* **REQUIRED WORK**
Your task is to copy each line in the listing that includes the word "bare".

* **INPUT FOR THIS TASK**
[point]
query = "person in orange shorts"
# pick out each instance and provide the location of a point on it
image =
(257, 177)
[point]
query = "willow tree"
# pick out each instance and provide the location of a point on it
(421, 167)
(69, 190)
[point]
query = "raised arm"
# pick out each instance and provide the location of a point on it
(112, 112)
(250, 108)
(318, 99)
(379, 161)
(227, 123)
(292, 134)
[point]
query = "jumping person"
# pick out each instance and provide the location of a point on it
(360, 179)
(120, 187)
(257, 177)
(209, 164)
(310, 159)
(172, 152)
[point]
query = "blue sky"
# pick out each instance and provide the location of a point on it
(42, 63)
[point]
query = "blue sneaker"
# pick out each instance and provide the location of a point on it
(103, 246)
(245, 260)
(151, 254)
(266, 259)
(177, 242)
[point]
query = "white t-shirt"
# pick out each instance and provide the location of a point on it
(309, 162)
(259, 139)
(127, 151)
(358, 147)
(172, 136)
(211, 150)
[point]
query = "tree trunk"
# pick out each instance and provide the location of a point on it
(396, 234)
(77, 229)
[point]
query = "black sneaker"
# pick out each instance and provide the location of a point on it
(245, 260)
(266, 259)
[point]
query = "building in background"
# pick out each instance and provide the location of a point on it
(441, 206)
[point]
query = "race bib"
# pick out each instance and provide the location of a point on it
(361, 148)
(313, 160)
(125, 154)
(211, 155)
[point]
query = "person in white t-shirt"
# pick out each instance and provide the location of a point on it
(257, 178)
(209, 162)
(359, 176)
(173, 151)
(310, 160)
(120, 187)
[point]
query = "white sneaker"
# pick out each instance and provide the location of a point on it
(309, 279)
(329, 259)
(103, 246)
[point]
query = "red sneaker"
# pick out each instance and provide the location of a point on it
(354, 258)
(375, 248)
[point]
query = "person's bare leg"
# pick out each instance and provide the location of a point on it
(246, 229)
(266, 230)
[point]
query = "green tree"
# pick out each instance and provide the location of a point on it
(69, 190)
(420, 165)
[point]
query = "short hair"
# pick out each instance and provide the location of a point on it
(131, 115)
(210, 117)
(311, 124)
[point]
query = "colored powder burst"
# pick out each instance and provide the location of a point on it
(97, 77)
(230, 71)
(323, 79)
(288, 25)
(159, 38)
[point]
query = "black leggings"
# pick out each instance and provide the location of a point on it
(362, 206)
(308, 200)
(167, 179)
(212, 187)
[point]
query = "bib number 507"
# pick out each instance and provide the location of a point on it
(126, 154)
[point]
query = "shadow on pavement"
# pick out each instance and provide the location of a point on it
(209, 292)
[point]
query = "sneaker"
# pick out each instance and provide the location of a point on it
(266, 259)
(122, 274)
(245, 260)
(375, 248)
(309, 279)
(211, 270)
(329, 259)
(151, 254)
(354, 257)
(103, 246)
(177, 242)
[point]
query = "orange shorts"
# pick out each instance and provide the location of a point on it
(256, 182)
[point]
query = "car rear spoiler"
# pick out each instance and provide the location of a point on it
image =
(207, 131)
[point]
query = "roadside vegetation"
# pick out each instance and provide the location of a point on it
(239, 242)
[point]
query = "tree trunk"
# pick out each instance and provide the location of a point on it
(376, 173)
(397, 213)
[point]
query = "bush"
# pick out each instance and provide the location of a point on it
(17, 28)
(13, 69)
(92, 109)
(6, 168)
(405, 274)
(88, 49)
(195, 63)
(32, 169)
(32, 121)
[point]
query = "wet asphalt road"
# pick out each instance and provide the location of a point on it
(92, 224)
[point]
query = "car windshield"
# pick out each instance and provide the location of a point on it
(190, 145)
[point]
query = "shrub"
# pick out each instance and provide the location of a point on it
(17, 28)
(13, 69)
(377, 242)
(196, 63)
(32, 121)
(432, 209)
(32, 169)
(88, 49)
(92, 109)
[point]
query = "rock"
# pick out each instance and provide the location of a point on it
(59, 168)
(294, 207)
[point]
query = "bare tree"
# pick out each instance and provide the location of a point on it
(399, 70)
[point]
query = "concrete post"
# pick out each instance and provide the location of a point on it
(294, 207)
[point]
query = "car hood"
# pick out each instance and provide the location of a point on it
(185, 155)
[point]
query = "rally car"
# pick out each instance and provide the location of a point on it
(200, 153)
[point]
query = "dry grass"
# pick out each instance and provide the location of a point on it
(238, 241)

* **ANSWER TO THIS PROBLEM**
query = "person's bare leg"
query = "bare tree"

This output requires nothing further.